▸ **TASK INSTRUCTIONS**
Turn everything from the line containing "Every instance gets a single point. Point out the eye iris" down to the last of the lines below into a JSON list of strings, one string per line, with blank lines left out.

▸ **PROVIDED RECORDS**
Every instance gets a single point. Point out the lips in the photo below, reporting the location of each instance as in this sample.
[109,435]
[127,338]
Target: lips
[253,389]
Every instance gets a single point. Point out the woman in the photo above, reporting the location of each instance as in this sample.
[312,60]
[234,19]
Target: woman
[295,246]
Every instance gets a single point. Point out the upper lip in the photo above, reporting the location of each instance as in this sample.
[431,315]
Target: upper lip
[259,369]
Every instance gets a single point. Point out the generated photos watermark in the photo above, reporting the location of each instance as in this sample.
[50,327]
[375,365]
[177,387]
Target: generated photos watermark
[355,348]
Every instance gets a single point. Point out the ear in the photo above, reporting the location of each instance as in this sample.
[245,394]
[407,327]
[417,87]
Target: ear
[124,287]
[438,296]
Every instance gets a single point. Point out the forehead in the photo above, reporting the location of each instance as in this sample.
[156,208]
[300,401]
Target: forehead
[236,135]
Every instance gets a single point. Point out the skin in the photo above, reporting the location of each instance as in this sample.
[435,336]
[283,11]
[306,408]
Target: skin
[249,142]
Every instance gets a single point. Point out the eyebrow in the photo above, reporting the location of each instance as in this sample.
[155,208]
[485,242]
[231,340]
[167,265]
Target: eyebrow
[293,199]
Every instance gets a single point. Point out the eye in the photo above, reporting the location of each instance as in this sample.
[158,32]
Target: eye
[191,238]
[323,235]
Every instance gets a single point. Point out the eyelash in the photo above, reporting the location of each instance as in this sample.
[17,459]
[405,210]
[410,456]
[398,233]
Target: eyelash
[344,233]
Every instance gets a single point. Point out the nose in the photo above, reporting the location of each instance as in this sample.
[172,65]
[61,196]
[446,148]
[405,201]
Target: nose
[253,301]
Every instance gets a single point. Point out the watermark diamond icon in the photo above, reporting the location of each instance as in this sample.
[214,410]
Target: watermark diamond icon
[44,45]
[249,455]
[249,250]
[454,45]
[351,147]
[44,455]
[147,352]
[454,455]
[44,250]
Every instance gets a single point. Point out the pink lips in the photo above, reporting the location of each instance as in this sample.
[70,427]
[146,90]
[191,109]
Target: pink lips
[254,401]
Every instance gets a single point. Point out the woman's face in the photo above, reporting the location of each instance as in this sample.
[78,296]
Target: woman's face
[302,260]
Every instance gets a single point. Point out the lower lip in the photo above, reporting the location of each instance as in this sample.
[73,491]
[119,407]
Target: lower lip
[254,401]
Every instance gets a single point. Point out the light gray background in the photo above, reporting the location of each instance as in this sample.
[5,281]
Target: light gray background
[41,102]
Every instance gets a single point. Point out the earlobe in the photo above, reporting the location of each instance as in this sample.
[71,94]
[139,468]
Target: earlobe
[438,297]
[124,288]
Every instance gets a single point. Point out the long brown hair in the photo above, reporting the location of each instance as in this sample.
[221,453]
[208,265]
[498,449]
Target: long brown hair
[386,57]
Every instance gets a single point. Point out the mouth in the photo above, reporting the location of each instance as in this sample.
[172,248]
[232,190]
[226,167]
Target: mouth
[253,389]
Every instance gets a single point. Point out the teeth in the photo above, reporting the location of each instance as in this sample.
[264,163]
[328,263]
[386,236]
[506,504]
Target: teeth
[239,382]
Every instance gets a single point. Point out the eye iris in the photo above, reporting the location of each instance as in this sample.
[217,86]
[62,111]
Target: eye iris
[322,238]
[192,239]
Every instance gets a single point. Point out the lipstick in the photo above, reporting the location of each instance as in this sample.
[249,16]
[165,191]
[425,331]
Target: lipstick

▸ **ANSWER TO THE TASK**
[
  "Every instance gets a single point. Point out the eye iris in the photo above, reporting the location of each instance as in this sample.",
  "[217,86]",
  "[62,111]",
  "Target: eye iris",
  "[322,238]",
  "[192,239]",
  "Every instance gets a single point. Point out the lipstick in the photo above, reporting the location of each instance as in this sample.",
  "[249,16]",
  "[165,191]",
  "[425,331]",
  "Target: lipstick"
]